Problem statement: Print every line below without adding or leaving out a single word.

Supplied data:
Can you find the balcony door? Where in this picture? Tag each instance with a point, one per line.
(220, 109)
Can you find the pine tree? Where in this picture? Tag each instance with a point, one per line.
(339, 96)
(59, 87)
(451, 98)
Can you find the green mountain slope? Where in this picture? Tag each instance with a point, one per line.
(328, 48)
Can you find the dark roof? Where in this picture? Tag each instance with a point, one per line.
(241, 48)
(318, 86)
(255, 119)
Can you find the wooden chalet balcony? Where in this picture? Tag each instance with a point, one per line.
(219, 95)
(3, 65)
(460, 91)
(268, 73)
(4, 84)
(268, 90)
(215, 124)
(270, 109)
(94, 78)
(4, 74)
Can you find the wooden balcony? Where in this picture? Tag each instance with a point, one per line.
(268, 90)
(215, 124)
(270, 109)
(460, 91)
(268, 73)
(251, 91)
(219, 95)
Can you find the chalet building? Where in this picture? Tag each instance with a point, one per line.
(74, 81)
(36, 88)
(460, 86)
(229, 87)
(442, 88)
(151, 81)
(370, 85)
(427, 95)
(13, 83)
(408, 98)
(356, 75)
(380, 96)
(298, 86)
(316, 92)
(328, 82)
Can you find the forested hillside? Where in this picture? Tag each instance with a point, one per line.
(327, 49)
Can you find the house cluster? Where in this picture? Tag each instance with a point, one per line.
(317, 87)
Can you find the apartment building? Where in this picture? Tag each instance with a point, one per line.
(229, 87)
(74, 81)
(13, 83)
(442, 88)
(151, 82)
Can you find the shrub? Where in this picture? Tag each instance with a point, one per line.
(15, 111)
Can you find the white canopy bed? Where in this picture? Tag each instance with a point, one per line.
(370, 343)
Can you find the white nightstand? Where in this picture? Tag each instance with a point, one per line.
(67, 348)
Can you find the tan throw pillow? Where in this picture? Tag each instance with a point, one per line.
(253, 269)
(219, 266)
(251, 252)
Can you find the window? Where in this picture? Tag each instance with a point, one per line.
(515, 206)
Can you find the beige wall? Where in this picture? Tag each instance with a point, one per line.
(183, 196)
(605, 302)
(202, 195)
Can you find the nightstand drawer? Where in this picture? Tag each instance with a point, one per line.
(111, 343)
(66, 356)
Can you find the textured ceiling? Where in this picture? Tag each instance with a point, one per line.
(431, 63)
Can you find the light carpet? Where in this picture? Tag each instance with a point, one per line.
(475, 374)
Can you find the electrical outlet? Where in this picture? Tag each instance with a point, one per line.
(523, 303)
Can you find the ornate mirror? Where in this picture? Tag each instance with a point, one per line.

Solution below:
Can you find the balcony door? Where in this picture? Tag each instance with a point, one per line.
(220, 109)
Can you find the pine tree? Where in this picture? Tag each instance with a point, one per line.
(339, 96)
(59, 87)
(451, 98)
Can you find the green mountain slope? Where in this picture? Tag each instance with a point, one per line.
(328, 48)
Can you find the dark roof? Where in this picture? Tag each instance with a point, one per line.
(241, 48)
(318, 86)
(255, 119)
Can you find the wooden chalet balcony? Where in this picture? Tag each instance with a point, one per line.
(219, 95)
(3, 65)
(460, 91)
(268, 73)
(4, 84)
(268, 90)
(215, 124)
(270, 109)
(94, 78)
(4, 74)
Can you find the wooden balcony? Where in this picture? Tag each instance with a point, one per line.
(268, 90)
(215, 124)
(270, 109)
(460, 91)
(268, 73)
(251, 91)
(219, 95)
Can you find the chalet building? Where in this picture? Tag each instance with a point, one per line.
(74, 81)
(36, 88)
(460, 86)
(229, 87)
(442, 88)
(151, 81)
(370, 85)
(427, 95)
(13, 83)
(408, 98)
(356, 75)
(380, 96)
(298, 86)
(316, 92)
(328, 82)
Can you find the forested hillside? Where in this picture? Tag each instance with a point, one per line.
(327, 49)
Can you find the house cluster? Where in this picture? Tag each instance with a point, one per line.
(317, 87)
Can you find the apartment building? Where in this picture? Tag each instance with a point, one per line.
(229, 87)
(74, 81)
(13, 83)
(442, 88)
(151, 82)
Can you find the shrub? Where in this picture? Tag each instance with a point, one per line.
(15, 111)
Can you find the white canopy bed? Where in this picture? Tag each instance with a point, one per line.
(370, 343)
Can you find the white nightstand? Where in this picture? Tag each instance with a point, one per line.
(67, 348)
Can you find the tan throw pillow? Where in this picture? Tag each instance with a point, one per line.
(253, 269)
(219, 266)
(251, 252)
Can you find the window? Where in this picture? Tag each instance with a point, one per line.
(515, 206)
Can you find the beige wall? Where in this picture? Tag each instance with a point, one per line.
(183, 196)
(605, 302)
(202, 195)
Can you find the nightstand drawer? Where in this picture? Tag each instance with a point, one per line.
(111, 343)
(66, 356)
Can you find the textured ceiling? Where in this picture? Tag each instance with a point, one per line.
(431, 63)
Can you find the light carpet? Where in this picture? Tag each instance with a point, one per line.
(475, 374)
Can you find the electrical outlet? Where in this picture? Tag each instance with a point, one per line.
(523, 303)
Can you find the ornate mirror? Where in this picture? Tag each instance with a point, one per line.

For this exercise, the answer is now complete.